Document segment —
# F-250 tire replacement



## Redfishr (Jul 26, 2004)

What tires are you guys replacing the stock tires on your F-250 or 350's with. No lift kit and 20" rims.
I was thinking 305/55/20's by nitto, but those are pretty high $.

Thanks


----------



## bwguardian (Aug 30, 2005)

What year is your truck...and I assume it is a 4x4?


----------



## Profish00 (May 21, 2004)

Im looking at the pro comp extreem ATS


----------



## catchysumfishy (Jul 19, 2008)

Redfishr said:


> What tires are you guys replacing the stock tires on your F-250 or 350's with. No lift kit and 20" rims.
> I was thinking 305/55/20's by nitto, but those are pretty high $.
> 
> Thanks


Nitto's aren't a very good tire anyway, they don't wear worth a flip-do a search on here and check them out! If you don't like the price of those then you won't like the prices of any other's!

You can get Coopers for less, and get 50 k to 70 k miles out of them ..i used to buy them due to that fact and due that they were the only tire produced in the USA but they have started producing them over sea's too! I am going to TOYO 305's,great looking tires and they come with a road hazard warranty! Personally i would ditch the 20" rims if there is room for a smaller diameter because rubber is cheaper on the smaller rims AND the more rubber you are riding on-the smoother the ride! Just my observation's and .02 though!


----------



## jay427 (Jul 8, 2006)

I'm running 35x12.50 r20 pro comp extreme at's on mine. They've been good, just loud. You also need to keep them rotated.


----------



## catchysumfishy (Jul 19, 2008)

jay427 said:


> I'm running 35x12.50 r20 pro comp extreme at's on mine. They've been good, just loud. You also need to keep them rotated.


35 x 12.50's with NO lift?


----------



## Profish00 (May 21, 2004)

catchysumfishy said:


> 35 x 12.50's with NO lift?

Provided material —
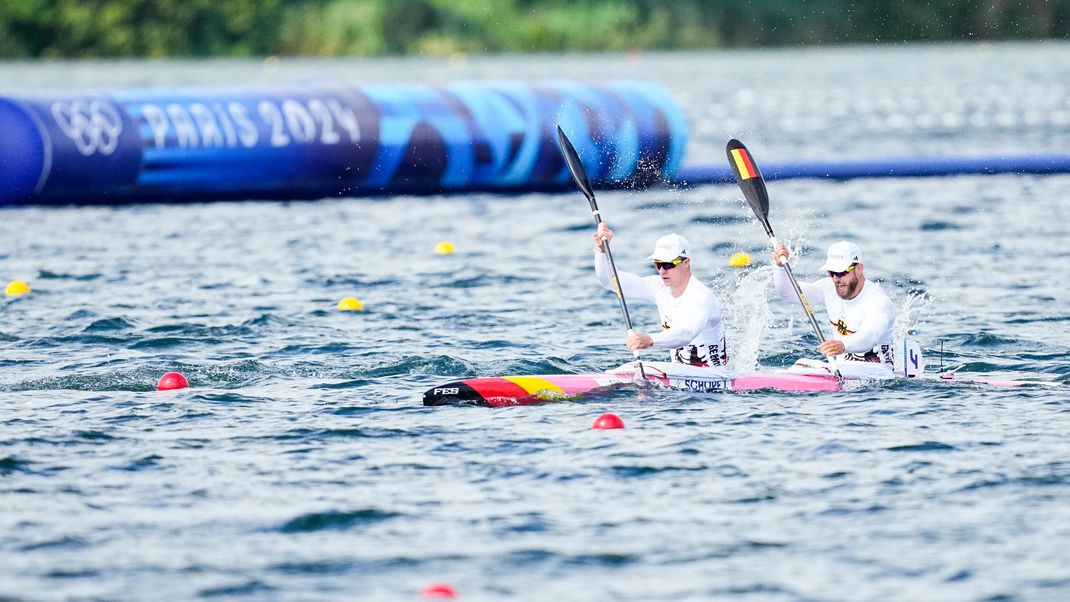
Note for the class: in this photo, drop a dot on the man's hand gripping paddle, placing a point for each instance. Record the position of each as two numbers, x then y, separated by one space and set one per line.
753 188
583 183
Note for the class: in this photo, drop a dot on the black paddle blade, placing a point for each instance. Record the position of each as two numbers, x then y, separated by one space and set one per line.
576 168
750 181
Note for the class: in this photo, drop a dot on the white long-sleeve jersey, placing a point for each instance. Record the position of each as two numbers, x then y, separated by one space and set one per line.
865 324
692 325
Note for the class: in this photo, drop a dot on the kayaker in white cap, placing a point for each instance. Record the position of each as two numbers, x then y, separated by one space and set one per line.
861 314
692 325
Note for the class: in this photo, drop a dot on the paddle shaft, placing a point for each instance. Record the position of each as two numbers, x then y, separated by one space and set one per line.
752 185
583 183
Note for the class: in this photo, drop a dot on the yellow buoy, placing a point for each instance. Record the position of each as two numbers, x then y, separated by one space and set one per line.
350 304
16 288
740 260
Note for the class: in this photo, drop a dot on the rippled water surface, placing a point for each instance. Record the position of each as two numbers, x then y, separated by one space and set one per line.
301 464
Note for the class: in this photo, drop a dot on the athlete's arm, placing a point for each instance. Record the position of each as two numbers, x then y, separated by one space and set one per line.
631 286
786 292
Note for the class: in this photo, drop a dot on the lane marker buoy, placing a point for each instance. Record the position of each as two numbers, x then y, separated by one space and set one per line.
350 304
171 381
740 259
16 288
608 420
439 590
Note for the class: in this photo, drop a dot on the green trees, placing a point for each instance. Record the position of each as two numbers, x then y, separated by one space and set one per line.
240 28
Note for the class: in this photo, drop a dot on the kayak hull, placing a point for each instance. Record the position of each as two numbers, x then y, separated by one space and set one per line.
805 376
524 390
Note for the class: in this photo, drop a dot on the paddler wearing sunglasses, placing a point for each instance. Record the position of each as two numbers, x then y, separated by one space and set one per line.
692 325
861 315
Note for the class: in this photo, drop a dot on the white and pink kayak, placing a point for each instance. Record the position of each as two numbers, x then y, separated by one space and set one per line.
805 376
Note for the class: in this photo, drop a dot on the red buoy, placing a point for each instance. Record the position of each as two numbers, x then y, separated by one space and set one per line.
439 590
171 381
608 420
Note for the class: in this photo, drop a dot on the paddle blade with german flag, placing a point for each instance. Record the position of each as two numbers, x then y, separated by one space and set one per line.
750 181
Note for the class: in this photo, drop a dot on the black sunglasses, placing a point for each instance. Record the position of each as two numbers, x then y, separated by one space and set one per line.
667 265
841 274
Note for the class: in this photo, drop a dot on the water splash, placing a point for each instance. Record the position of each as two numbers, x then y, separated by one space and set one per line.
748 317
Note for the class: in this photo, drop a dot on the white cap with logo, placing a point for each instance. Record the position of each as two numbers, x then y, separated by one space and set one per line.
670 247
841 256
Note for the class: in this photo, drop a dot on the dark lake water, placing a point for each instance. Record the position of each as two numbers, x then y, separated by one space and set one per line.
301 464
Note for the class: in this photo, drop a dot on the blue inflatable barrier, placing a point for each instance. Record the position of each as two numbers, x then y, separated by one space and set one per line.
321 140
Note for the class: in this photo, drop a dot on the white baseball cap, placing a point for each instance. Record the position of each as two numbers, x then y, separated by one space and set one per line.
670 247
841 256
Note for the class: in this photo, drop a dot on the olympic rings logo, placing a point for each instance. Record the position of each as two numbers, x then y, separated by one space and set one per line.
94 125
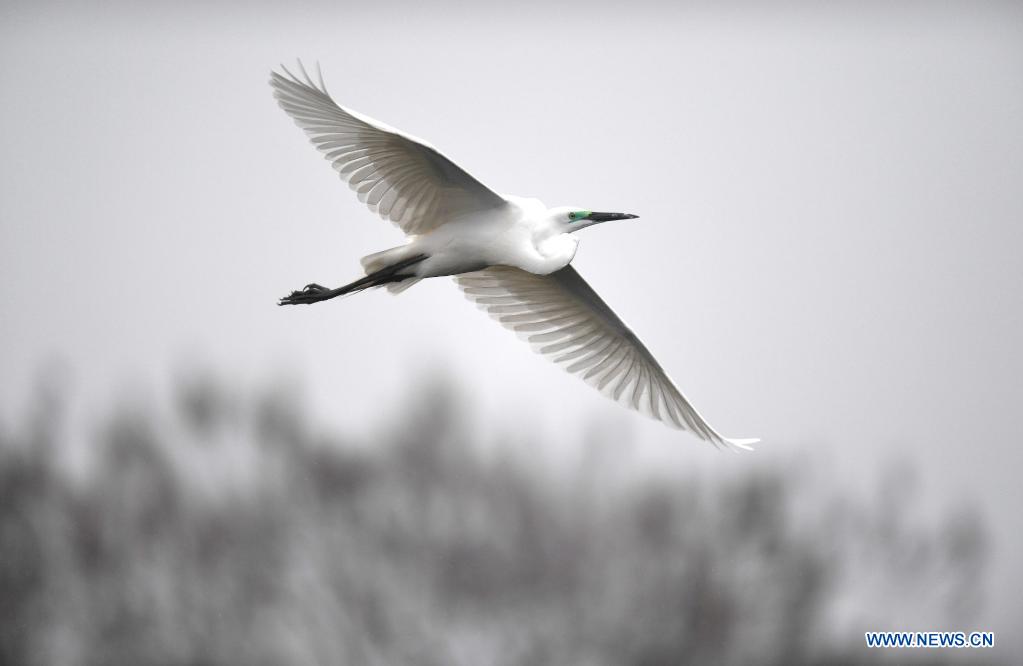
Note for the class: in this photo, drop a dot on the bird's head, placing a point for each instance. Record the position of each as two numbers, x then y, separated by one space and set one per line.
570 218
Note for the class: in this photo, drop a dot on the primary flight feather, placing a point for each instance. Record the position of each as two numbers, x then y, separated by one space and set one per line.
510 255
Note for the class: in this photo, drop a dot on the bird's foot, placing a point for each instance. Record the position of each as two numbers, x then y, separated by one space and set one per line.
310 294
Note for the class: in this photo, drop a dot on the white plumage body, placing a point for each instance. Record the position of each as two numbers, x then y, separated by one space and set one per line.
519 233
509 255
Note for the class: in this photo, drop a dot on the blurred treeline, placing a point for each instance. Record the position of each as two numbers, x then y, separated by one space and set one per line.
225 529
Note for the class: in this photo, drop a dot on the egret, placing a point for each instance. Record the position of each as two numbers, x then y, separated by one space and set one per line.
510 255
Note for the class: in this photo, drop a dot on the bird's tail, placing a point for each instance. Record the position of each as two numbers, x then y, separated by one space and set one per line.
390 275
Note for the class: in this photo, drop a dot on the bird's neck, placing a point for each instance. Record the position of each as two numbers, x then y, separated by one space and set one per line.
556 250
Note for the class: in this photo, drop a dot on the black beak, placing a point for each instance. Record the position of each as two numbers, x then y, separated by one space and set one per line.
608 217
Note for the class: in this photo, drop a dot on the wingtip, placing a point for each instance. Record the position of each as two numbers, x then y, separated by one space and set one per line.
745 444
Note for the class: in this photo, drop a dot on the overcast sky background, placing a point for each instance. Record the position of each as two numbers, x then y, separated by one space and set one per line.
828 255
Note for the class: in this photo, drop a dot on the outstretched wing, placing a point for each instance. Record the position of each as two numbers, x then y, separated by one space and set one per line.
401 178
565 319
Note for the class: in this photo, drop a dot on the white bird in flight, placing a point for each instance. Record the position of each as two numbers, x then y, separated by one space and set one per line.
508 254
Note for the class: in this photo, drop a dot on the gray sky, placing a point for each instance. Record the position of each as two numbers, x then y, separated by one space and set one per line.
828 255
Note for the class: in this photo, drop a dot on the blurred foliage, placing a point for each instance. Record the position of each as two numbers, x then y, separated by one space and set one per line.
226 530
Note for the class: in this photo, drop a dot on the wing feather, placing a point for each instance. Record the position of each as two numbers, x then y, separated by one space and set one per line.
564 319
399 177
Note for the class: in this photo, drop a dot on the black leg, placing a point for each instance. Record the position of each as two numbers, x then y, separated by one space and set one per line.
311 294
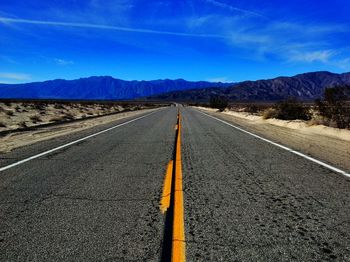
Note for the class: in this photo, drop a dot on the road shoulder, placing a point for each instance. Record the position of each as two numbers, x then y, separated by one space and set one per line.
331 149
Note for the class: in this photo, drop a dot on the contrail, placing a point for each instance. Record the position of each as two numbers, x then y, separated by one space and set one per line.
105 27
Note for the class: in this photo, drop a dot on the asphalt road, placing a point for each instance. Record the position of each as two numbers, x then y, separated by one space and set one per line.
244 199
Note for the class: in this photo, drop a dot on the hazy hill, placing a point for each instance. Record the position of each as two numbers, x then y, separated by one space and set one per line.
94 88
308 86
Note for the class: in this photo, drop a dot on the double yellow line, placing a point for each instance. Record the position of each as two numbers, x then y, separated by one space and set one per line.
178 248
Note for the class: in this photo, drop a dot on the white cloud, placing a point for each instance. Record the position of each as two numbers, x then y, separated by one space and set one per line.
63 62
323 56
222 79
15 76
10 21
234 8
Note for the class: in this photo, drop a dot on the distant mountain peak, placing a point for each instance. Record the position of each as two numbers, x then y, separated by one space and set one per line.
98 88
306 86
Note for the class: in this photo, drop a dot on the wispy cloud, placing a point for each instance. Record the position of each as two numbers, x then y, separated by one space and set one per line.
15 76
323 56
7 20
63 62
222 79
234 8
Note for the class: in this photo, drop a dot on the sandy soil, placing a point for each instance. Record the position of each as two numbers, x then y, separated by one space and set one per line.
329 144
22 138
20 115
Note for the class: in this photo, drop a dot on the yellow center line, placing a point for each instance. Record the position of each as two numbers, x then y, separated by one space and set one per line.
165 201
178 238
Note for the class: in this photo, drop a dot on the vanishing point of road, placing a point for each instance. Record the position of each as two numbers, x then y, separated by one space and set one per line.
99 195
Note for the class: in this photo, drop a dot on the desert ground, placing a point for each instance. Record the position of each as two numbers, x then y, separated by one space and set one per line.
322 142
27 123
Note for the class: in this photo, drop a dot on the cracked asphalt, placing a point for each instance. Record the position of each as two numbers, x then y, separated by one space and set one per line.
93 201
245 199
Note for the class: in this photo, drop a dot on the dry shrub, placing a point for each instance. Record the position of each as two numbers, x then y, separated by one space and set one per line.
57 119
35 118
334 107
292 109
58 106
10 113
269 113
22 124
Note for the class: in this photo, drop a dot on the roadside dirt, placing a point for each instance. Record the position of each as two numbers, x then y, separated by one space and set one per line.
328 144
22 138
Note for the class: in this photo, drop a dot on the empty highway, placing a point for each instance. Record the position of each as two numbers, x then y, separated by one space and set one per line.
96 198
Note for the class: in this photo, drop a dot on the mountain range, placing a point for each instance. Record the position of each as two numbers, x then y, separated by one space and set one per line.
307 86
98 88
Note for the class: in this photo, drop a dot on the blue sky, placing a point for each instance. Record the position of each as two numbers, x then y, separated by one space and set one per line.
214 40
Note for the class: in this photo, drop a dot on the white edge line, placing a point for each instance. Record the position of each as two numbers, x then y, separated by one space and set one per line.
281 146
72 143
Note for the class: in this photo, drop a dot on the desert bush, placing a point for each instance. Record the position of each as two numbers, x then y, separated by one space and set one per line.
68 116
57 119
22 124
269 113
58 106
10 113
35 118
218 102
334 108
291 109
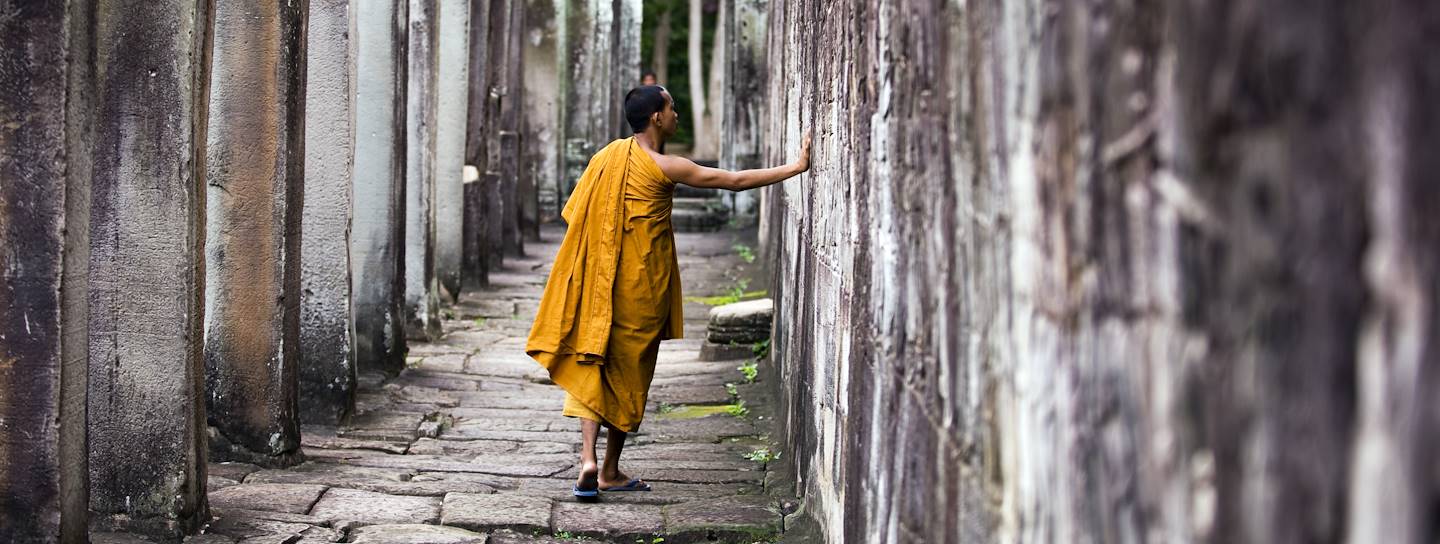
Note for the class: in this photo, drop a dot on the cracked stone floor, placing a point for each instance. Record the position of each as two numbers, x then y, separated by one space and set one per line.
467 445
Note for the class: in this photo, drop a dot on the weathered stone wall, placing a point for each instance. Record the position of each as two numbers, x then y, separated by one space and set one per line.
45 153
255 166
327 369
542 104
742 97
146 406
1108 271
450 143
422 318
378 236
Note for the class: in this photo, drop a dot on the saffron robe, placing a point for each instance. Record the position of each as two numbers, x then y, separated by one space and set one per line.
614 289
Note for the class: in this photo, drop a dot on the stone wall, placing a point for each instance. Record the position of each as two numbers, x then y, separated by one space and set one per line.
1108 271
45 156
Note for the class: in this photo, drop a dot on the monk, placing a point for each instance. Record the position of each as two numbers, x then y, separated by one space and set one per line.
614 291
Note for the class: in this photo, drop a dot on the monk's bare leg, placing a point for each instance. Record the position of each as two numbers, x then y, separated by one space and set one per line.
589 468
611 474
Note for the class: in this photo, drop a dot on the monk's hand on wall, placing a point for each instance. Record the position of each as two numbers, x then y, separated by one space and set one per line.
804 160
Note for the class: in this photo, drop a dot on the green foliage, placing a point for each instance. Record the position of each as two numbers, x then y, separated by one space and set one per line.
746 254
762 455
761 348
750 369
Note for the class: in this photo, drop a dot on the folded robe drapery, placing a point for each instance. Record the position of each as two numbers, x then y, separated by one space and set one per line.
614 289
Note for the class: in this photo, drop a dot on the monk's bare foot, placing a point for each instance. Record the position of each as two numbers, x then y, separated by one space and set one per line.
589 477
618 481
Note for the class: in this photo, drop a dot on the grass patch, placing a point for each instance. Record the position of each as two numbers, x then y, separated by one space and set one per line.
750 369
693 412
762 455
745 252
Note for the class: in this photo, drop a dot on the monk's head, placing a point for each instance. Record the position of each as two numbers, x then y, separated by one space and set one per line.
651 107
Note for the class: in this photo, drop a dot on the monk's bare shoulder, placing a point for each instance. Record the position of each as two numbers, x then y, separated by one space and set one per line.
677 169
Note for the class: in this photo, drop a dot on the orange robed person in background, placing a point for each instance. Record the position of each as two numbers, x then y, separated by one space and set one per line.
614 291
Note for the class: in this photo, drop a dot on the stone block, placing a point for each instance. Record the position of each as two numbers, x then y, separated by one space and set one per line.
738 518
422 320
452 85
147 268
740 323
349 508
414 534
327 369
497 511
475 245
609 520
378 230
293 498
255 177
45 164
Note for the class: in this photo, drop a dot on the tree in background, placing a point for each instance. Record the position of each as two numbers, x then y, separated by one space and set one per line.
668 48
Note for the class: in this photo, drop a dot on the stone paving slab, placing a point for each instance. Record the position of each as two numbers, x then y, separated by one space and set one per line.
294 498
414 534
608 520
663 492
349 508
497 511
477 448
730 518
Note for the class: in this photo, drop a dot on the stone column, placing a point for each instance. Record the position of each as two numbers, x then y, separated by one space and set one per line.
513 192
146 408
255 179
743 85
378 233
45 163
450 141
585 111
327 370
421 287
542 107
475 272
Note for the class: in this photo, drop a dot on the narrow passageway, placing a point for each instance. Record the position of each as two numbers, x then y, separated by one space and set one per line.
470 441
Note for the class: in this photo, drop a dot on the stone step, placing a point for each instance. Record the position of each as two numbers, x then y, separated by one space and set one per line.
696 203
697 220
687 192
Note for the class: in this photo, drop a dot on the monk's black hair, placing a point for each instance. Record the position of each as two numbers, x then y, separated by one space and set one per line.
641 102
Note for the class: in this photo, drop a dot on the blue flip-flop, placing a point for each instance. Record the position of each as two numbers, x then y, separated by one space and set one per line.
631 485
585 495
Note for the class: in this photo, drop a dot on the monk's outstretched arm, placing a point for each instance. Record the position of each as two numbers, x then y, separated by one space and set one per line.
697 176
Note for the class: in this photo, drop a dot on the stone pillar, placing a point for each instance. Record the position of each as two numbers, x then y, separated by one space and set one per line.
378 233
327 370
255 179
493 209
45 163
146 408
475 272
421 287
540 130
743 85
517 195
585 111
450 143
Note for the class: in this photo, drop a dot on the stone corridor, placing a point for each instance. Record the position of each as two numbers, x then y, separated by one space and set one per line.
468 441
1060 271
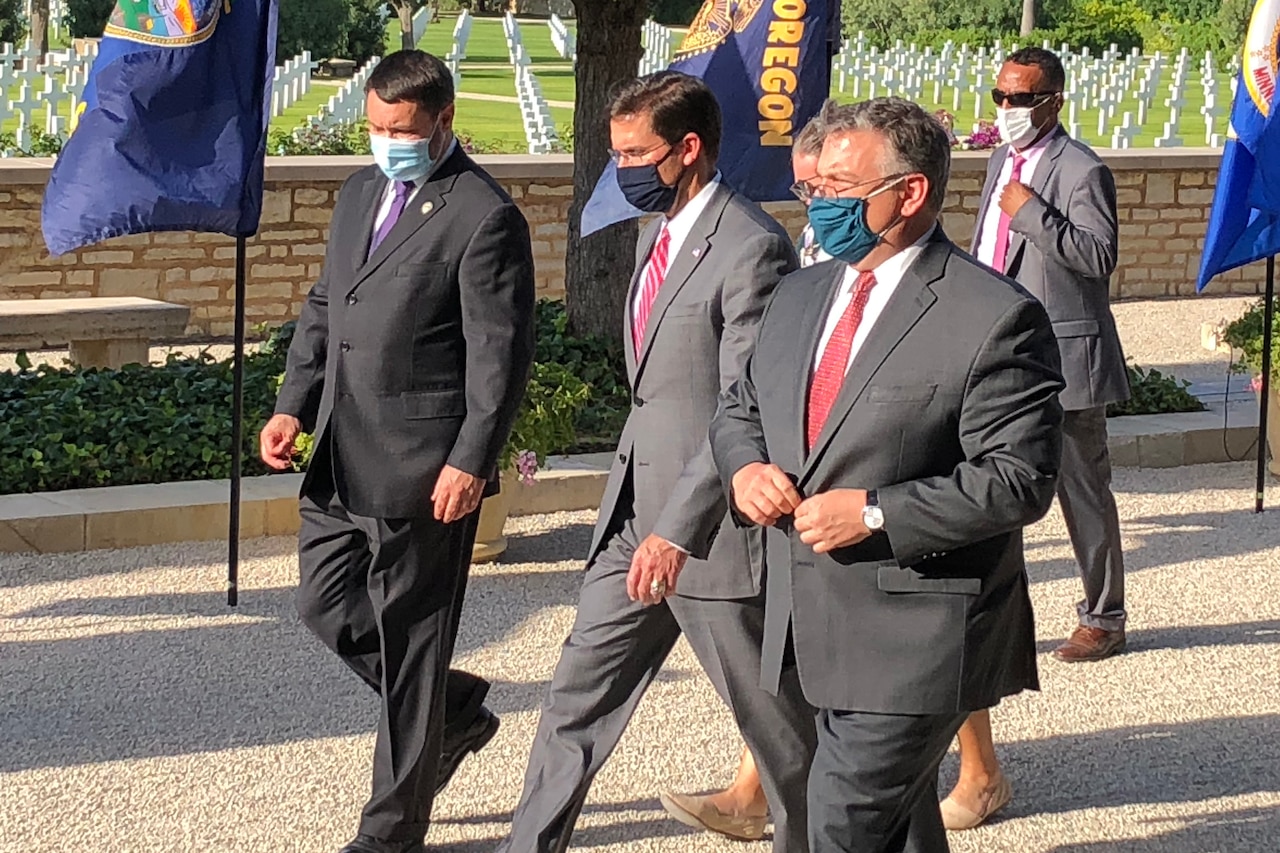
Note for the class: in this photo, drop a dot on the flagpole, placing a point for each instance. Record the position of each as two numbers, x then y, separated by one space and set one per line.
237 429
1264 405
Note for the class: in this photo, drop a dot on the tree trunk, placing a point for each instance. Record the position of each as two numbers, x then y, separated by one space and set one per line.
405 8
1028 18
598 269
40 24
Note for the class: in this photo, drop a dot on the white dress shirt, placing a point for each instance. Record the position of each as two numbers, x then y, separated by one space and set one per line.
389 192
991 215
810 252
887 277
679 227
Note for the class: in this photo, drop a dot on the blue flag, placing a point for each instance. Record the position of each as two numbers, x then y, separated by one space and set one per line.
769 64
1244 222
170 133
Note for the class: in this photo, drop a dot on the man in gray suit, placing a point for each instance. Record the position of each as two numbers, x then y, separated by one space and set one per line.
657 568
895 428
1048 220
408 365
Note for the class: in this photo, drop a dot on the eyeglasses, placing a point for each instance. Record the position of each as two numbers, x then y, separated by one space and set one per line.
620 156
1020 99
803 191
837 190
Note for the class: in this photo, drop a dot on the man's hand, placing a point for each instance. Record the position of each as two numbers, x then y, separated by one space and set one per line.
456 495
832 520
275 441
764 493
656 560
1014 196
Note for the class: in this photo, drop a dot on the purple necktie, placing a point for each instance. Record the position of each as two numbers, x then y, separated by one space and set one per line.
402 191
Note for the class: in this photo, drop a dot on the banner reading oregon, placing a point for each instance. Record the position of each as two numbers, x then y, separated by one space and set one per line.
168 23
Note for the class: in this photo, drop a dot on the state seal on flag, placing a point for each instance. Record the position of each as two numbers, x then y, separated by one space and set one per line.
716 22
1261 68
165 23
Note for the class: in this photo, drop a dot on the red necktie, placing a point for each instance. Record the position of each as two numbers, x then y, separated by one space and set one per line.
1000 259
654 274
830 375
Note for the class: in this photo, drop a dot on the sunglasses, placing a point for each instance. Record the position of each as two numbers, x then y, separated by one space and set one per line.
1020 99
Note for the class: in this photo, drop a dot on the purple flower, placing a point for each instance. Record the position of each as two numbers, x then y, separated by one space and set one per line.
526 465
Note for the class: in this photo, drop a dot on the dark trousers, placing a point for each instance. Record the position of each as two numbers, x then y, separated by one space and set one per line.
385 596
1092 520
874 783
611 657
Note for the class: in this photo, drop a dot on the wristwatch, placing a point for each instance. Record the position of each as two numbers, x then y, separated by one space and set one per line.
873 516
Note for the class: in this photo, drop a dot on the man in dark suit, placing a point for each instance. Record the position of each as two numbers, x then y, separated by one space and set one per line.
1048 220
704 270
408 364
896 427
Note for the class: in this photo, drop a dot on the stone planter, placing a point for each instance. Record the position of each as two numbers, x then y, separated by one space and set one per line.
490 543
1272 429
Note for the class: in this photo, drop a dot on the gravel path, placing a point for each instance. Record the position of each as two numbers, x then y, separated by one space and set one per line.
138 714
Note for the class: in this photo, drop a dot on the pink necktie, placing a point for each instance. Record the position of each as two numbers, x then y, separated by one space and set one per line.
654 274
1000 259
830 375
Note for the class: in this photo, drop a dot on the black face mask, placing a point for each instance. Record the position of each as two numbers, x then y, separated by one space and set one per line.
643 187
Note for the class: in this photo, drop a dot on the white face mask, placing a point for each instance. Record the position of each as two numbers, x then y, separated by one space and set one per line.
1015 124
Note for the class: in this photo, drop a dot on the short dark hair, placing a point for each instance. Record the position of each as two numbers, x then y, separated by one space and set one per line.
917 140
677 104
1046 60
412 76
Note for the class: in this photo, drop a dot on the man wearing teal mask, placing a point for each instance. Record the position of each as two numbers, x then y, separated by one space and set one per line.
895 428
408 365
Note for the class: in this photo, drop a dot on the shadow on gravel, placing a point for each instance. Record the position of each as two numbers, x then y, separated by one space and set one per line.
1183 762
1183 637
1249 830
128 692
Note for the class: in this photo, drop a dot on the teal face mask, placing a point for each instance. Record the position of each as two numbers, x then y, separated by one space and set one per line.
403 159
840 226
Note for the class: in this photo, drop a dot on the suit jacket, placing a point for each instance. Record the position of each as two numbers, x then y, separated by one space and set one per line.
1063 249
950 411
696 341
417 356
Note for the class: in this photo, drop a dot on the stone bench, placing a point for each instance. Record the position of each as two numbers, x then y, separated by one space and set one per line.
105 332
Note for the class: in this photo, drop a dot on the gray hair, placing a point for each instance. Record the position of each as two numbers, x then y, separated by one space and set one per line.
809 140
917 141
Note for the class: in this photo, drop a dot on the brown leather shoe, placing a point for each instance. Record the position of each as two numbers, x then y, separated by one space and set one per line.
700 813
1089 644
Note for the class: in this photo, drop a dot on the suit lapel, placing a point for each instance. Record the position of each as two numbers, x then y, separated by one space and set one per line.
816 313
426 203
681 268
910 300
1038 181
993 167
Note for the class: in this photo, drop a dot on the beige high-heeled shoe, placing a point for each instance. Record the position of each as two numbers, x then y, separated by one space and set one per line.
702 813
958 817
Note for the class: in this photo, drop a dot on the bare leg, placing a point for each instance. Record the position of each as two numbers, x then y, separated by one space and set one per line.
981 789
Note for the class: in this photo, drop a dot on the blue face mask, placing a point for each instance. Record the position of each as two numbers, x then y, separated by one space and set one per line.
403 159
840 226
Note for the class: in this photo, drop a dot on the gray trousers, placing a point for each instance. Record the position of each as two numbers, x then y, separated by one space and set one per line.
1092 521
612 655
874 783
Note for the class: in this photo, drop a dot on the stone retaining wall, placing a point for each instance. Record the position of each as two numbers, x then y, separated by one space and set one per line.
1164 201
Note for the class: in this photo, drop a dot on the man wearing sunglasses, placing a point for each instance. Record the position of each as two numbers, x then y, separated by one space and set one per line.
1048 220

Exercise directions — Could you pick up the F-250 tire thread after its last line and carry it on?

Response to this task —
Thats the exact tires Im looking and I have the 2.5 ready lift


----------



## catchysumfishy (Jul 19, 2008)

Profish00 said:


> Thats the exact tires Im looking and I have the 2.5 ready lift


So will that let 'em clear in hard turns?


----------



## Profish00 (May 21, 2004)

catchysumfishy said:


> So will that let 'em clear in hard turns?


The kit said I could go 37" but will rub the frame on full turn.


----------



## catchysumfishy (Jul 19, 2008)

Profish00 said:


> The kit said I could go 37" but will rub the frame on full turn.


I'm gunna check that kit out, i don't like the way these later model trucks have to sit so darned high to get a good sized tire under them..personally i like the set down big ,wide tire bull dawg look and if they rub a little...doesn't bother me!


----------



## Sidewinder (Jun 5, 2006)

BFG 285/65/20 All Terrain A/T's. Little pricey, but I have always had good luck with these tires. Bought them from Discount Tire. Get a price from Discount and then look up the same tire on www.discounttires.com Discount will match the cheaper price of the tire as well as the road hazzard.


----------



## catchysumfishy (Jul 19, 2008)

Sidewinder said:


> BFG 285/65/20 All Terrain A/T's. Little pricey, but I have always had good luck with these tires. Bought them from Discount Tire. Get a price from Discount and then look up the same tire on www.discounttires.com Discount will match the cheaper price of the tire as well as the road hazzard.


Dangit, i can't remember when my truck was that clean! I'll polish her up when it warms up lol! Nice truck


----------



## Sidewinder (Jun 5, 2006)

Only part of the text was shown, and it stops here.